- _MATERIAL SHOWN_:
------------------------------------------------

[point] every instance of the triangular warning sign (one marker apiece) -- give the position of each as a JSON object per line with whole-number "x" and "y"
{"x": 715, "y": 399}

------------------------------------------------

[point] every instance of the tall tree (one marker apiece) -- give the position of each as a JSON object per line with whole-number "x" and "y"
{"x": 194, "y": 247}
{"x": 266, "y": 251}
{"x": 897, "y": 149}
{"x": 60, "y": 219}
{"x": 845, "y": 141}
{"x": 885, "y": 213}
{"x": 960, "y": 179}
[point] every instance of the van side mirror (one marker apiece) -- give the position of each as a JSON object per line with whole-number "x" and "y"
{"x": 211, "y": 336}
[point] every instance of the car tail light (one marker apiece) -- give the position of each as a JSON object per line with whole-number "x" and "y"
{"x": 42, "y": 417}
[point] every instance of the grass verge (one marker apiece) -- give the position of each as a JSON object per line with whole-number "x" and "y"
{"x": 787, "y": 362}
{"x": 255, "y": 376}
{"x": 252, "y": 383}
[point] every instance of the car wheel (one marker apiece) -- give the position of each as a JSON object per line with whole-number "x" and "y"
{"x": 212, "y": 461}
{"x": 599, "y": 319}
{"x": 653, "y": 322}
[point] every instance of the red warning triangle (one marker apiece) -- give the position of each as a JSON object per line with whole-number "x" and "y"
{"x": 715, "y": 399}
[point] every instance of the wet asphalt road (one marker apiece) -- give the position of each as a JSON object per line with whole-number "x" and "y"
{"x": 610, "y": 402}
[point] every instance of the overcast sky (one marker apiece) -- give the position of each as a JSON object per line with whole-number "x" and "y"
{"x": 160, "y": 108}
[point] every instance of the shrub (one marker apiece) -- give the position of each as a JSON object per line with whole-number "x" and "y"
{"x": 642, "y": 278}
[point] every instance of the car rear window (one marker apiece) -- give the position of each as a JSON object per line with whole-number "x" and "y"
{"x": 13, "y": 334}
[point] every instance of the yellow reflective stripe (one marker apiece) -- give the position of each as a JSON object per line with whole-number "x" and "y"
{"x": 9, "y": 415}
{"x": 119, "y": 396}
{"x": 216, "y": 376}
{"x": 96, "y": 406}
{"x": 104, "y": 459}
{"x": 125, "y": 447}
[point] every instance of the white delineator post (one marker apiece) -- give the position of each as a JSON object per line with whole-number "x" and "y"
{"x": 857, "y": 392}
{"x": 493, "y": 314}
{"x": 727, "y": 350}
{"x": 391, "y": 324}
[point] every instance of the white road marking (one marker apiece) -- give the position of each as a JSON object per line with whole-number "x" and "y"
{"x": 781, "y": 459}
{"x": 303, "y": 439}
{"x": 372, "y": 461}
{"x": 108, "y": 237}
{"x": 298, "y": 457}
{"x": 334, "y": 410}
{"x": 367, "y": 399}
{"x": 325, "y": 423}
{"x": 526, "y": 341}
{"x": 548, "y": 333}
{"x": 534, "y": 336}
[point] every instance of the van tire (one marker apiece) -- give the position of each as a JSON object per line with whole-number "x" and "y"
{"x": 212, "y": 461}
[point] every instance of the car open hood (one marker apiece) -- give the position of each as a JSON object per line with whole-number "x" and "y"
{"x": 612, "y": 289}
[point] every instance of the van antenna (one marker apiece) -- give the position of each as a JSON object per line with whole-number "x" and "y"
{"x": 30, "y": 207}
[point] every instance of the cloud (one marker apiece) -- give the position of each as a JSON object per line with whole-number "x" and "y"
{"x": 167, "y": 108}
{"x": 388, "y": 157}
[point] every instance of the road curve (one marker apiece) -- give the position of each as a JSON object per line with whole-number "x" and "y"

------------------------------------------------

Above are the entries. Output exactly the lines beginning with the line that has "[point] every instance of the car open" and ending with the line that has "[point] every instance of the road".

[point] every instance of the car open hood (one marker apiece) -- give the position of each as a JSON object per line with whole-number "x" and "y"
{"x": 612, "y": 289}
[point] every instance of the van antenna (one marker apiece) -- give the position of each as a JSON object per line with whole-number "x" and "y"
{"x": 30, "y": 207}
[point] every instance of the cloud (one marker apiece) -- give the position of each as a JSON object per line with whole-number "x" and "y"
{"x": 167, "y": 108}
{"x": 388, "y": 157}
[point] every instance of the road curve (one marker apiece) -- give the position of each as a JSON object per line with whole-number "x" and "y"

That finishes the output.